What to produce: Restate every record exactly, with nothing skipped.

Input for this task:
##############################

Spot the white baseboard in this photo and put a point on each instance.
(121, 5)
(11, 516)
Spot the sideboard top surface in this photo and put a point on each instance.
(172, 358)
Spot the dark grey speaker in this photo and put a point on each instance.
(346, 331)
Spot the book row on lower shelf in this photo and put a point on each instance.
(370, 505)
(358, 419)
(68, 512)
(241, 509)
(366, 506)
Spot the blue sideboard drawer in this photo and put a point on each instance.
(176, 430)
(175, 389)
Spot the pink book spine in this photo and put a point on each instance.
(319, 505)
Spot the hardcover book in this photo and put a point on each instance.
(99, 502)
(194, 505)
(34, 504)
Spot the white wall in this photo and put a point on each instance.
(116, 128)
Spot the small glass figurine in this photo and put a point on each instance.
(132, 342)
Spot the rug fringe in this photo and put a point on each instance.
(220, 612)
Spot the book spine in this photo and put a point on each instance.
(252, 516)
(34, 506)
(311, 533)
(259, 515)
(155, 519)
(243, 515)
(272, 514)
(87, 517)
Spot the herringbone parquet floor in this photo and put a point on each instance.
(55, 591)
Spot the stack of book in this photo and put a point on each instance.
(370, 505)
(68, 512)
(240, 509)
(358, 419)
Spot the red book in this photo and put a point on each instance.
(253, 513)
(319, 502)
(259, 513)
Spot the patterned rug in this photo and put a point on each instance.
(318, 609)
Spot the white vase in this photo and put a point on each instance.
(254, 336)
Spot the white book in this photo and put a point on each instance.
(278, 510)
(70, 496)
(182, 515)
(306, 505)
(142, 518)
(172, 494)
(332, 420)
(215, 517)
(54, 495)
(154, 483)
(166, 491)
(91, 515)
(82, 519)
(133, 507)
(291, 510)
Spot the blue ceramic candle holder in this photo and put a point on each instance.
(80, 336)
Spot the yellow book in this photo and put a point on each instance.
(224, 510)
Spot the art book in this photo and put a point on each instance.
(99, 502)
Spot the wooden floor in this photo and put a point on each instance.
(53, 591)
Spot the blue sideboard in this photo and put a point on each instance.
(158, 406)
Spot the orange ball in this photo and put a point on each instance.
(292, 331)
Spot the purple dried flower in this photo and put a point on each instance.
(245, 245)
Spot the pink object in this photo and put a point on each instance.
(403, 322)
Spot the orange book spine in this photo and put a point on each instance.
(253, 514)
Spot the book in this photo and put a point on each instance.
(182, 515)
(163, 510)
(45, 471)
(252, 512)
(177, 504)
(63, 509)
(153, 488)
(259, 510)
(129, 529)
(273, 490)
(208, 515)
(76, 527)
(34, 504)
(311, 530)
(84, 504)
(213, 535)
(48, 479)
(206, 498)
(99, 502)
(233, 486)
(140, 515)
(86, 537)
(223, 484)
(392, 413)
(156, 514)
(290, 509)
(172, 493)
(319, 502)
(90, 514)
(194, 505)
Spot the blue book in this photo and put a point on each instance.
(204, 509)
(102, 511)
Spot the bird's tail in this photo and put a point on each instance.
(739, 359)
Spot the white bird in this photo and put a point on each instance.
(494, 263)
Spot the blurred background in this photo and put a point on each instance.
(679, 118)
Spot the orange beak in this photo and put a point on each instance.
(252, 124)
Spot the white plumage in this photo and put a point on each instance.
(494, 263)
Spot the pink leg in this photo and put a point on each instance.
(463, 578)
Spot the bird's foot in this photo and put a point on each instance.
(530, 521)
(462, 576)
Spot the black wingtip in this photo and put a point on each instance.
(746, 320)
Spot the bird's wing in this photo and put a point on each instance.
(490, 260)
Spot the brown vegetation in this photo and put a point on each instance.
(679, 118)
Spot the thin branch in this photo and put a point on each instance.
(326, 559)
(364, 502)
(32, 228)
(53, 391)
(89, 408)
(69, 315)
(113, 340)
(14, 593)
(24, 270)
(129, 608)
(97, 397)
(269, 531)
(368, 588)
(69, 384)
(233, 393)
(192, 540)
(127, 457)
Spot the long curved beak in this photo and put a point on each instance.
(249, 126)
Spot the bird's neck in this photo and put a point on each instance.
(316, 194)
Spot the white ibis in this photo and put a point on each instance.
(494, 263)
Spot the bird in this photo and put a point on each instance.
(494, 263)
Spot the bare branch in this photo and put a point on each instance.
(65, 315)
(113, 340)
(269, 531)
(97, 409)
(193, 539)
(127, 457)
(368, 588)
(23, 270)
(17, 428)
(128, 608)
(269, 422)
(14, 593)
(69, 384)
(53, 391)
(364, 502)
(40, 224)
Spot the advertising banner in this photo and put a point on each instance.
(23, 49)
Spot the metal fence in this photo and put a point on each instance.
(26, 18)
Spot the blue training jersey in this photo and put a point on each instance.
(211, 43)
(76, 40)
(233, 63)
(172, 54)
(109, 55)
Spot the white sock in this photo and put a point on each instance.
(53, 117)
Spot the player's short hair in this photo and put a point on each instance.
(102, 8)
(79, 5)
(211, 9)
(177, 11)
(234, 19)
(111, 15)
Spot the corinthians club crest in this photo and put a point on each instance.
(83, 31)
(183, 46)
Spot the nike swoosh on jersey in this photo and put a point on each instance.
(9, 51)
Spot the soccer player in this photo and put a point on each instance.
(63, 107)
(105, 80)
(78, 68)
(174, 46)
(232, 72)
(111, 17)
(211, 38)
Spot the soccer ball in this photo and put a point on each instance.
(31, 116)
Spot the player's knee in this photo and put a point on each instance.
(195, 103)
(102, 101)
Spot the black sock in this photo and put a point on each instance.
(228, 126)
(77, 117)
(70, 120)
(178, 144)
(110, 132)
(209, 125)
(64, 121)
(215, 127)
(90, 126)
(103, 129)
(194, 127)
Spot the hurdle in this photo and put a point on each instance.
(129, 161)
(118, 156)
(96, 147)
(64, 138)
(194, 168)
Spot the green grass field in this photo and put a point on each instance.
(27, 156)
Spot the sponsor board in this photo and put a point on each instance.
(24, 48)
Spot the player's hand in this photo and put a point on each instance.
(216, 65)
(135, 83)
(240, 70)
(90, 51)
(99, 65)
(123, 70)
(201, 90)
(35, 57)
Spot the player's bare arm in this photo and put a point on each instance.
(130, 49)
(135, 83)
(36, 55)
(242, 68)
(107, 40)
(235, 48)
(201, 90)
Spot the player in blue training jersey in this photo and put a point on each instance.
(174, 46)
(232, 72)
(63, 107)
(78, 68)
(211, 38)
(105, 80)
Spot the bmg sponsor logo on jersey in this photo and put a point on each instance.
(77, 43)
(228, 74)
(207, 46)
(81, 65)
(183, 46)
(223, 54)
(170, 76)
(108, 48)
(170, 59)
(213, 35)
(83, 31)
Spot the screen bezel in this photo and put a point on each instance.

##############################

Answer area:
Spot the white baseboard in this photo and put a point on each instance.
(121, 5)
(11, 516)
Spot the sideboard top surface in this photo and put a point on each instance.
(172, 358)
Spot the dark grey speaker in this photo and put a point on each instance.
(346, 331)
Spot the book row on lower shelf in this photo and put a point on each instance.
(370, 505)
(358, 419)
(68, 512)
(241, 509)
(366, 506)
Spot the blue sideboard drawer in this photo and put a point on each instance.
(176, 430)
(175, 389)
Spot the pink book spine in this photo and put a point on each instance.
(319, 505)
Spot the hardcover book in this photo and put a point on each instance.
(99, 502)
(194, 505)
(34, 504)
Spot the white wall in this photo and put a point on each instance.
(116, 128)
Spot the small glass figurine in this photo and put a point on each instance.
(132, 342)
Spot the rug fringe in this photo and put a point on each instance.
(220, 612)
Spot the book spine in this photo and put a point on each instance.
(252, 516)
(34, 506)
(311, 533)
(259, 515)
(155, 519)
(243, 515)
(272, 514)
(87, 517)
Spot the herringbone parquet floor in this photo and put a point on each instance.
(55, 591)
Spot the stack of book in this photo and put a point on each instance.
(370, 505)
(68, 512)
(240, 509)
(358, 419)
Spot the red book in this photo and put a point on each instance.
(253, 513)
(319, 502)
(259, 513)
Spot the patterned rug in this photo and put a point on each instance.
(318, 609)
Spot the white vase in this photo and put a point on each instance.
(254, 336)
Spot the white book in this photo and put a point on each instance.
(278, 510)
(70, 496)
(182, 515)
(306, 505)
(142, 518)
(172, 494)
(332, 420)
(215, 517)
(54, 495)
(154, 483)
(166, 491)
(91, 515)
(82, 519)
(133, 507)
(291, 510)
Spot the blue ceramic candle holder in this photo and put a point on each instance.
(80, 336)
Spot the yellow book in this photo and put a point on each instance.
(224, 510)
Spot the art book in this photo and put a point on each instance.
(99, 502)
Spot the wooden floor in this photo and put a point on each instance.
(53, 591)
Spot the blue sideboard in this photo and put a point on each instance.
(158, 406)
Spot the orange ball in this photo and put a point on each instance.
(292, 331)
Spot the purple dried flower in this photo and put a point on each instance.
(245, 245)
Spot the pink object in this photo and put a point on each instance.
(403, 322)
Spot the orange book spine in this photo and put a point on each instance.
(253, 514)
Spot the book in this photo and put a point on each instance.
(182, 515)
(163, 510)
(45, 471)
(252, 512)
(177, 504)
(63, 509)
(153, 488)
(259, 510)
(129, 529)
(273, 490)
(208, 515)
(76, 527)
(34, 504)
(311, 530)
(84, 504)
(213, 535)
(48, 479)
(206, 498)
(99, 502)
(233, 486)
(140, 515)
(86, 537)
(223, 484)
(392, 413)
(156, 514)
(290, 509)
(172, 493)
(319, 502)
(90, 514)
(194, 505)
Spot the blue book in this photo and put a point on each instance.
(204, 509)
(102, 511)
Spot the bird's tail in this photo and put a point on each instance.
(739, 359)
Spot the white bird in this photo and put a point on each instance.
(494, 263)
Spot the blurred background in this photo and put a point on each instance.
(679, 118)
Spot the orange beak in this photo and put a point on each instance.
(252, 124)
Spot the white plumage in this photo and put a point on each instance.
(494, 263)
Spot the pink leg in this photo and put a point on each instance.
(463, 578)
Spot the bird's foot in this photo and put a point on each instance.
(530, 521)
(462, 576)
Spot the black wingtip in this photo and put a point on each instance.
(746, 320)
Spot the bird's wing in this photo and put a point on each instance.
(490, 260)
Spot the brown vegetation in this photo and put a point on each instance.
(679, 118)
Spot the thin branch in this photo and put a point on each instance.
(326, 559)
(364, 502)
(32, 228)
(53, 391)
(89, 408)
(69, 315)
(113, 340)
(14, 593)
(24, 270)
(129, 608)
(97, 397)
(269, 531)
(368, 588)
(69, 384)
(233, 393)
(192, 540)
(127, 457)
Spot the long curved beak in this photo and put a point on each instance.
(249, 126)
Spot the bird's neck in this photo and put a point on each instance.
(316, 194)
Spot the white ibis in this photo and put a point on each instance.
(494, 263)
Spot the bird in this photo and put a point on each instance.
(494, 263)
Spot the bare branch in this photo and put a point on each instance.
(65, 315)
(113, 340)
(269, 531)
(97, 409)
(193, 539)
(127, 457)
(368, 588)
(23, 270)
(17, 428)
(128, 608)
(269, 422)
(14, 593)
(69, 384)
(53, 391)
(364, 502)
(40, 224)
Spot the advertising banner in this photo and put a point on each instance.
(23, 49)
Spot the metal fence in this photo and put a point on each instance.
(26, 18)
Spot the blue training jersey in this photo and put a point on each instance.
(211, 43)
(76, 40)
(233, 63)
(172, 54)
(109, 55)
Spot the white sock in this photo and put a point on each instance.
(53, 117)
Spot the player's short hair in this photo and put a point on each instance.
(102, 8)
(79, 5)
(211, 9)
(177, 11)
(234, 19)
(111, 15)
Spot the corinthians club crest in this photo and put a point on each instance.
(83, 31)
(183, 46)
Spot the nike swoosh on jersey in this photo and put a point on each instance.
(9, 51)
Spot the soccer player in this photo and put a point on each instance.
(63, 107)
(105, 80)
(78, 68)
(174, 46)
(232, 72)
(111, 17)
(211, 38)
Spot the soccer ball in this photo and put a point on each instance.
(31, 116)
Spot the player's knee in this photo and put a point on each instance.
(195, 103)
(102, 101)
Spot the black sock in this photo and put a point on each instance.
(228, 126)
(77, 117)
(70, 120)
(178, 144)
(110, 132)
(209, 125)
(64, 121)
(215, 127)
(90, 126)
(103, 129)
(194, 127)
Spot the hurdle in this photo and put a point on each instance.
(129, 161)
(118, 156)
(96, 147)
(64, 138)
(194, 168)
Spot the green grass field in this photo and put a point on each instance.
(27, 156)
Spot the sponsor board in this photo and put a point on each instance.
(24, 48)
Spot the player's hand in this photo and put a point on each instance.
(216, 65)
(135, 83)
(240, 70)
(90, 51)
(99, 65)
(123, 70)
(201, 90)
(35, 57)
Spot the player's bare arm in this photo and put a point on each instance.
(130, 49)
(135, 83)
(36, 55)
(242, 68)
(107, 40)
(235, 48)
(201, 90)
Spot the player in blue training jersey in this photo and put a point on each instance.
(174, 46)
(232, 72)
(63, 107)
(78, 68)
(211, 38)
(105, 80)
Spot the bmg sponsor logo on jersey in this photo and put a point on each instance.
(77, 43)
(228, 74)
(207, 46)
(81, 65)
(183, 46)
(223, 54)
(170, 76)
(108, 48)
(170, 59)
(213, 35)
(83, 31)
Spot the screen bezel in this photo and put a point on each instance.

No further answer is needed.